> [Task set]
**A.** In the list of famous Kentuckians, what is the writer's roller derby name?
**B.** Reproduce word for word the stretch of the list of famous Kentuckians from "3. Robert Penn" through "of American letters.".

> [Text to read]
1. Loretta Lynn. I am going to do a little feature on Miss Lady later this week, but a word on the woman: she’s had dozens of amazing records, was a live-out-loud feminist, and somehow still manages to maintain this wonderful place, where a lady (me) may get as many biscuits with gravy as her heart desires.

2. Duncan Hines. Duncan Hines was kind of the original (and not terrible) Guy Fieri. He wrote these little guide books that had out-of-the-way places to get tasty food. One of the places he put on the map was Sanders’ Court and Cafe– the original KFC in Corbin, Kentucky. This was all before he founded the company that brought us funfetti.

3. Robert Penn Warren. RPW was only person to win a Pulitzer for poetry and fiction, but you don’t care about that. Okay, his racial politics were not really to any modern person’s liking, but his work with the Agrarians? Fascinating. All the Kings Men? A feat of intellect and one of the top ten best novels I’ve ever read. His Understanding Poetry textbook? Probably the best poetry text I have read. This guy was a giant of American letters.

4. Hunter S. Thompson. What can I even say? He is from Louisville and attended my rival high school. He was wild. He did drugs I cannot pronounce and he did them with great regularity. He was played by yet another excellent Kentuckian in his own bizarre biopic. I have a series of portraits of him framed in my living room. My roller derby name is Huntress Thompson. Read this. Watch this. Be convinced of his inimitable, unspeakable genius.

Runners Up: Edgar Cayce (Kentuckian Most Committed to Being a True Freak),  George Clooney (Kentuckian Most Pleased About Being Himself), Daniel Boone (Kentuckian with A Great Hat), Ephraim McDowell (Kentuckian Least Concerned About Anesthesia), Thomas Merton (Most Saintly Kentuckian), Bobbie Ann Mason (Kentuckian I Want to Hang With), Diane Sawyer (Kentuckian Most Maligned by Bill O’Reilly, Who Is A Gigantic Ass), Wendell Berry (Kentucky Author Who Most Liked the Pie I Once Served Him), John Scopes (Kentuckian Most Dedicated to Teaching Evolution), Mary Todd Lincoln (runner up, Kentuckian Most Committed to Being a True Freak category), Louis Brandeis (Most Handsome Jewish Kentuckian Supreme Court Judge), Billy Ray Cyrus (Best Kentucky Mullet), Jennifer Lawrence (Kentuckian I See Most Often at Zanzabar), D.W. Griffith (Kentuckian Most Influential in Modern Cinema), Henry Clay (Kentuckian for Whom The Most Things Are Named)

> [Material]
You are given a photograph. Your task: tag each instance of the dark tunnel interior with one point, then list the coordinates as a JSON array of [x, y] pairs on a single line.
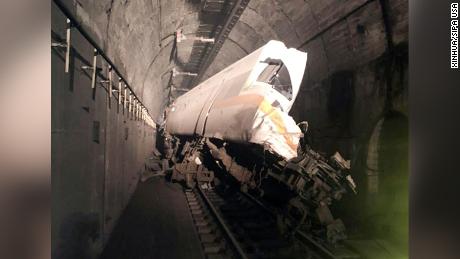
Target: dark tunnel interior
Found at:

> [Outputs by task]
**A.** Huntress Thompson

**B.**
3. Robert Penn Warren. RPW was only person to win a Pulitzer for poetry and fiction, but you don’t care about that. Okay, his racial politics were not really to any modern person’s liking, but his work with the Agrarians? Fascinating. All the Kings Men? A feat of intellect and one of the top ten best novels I’ve ever read. His Understanding Poetry textbook? Probably the best poetry text I have read. This guy was a giant of American letters.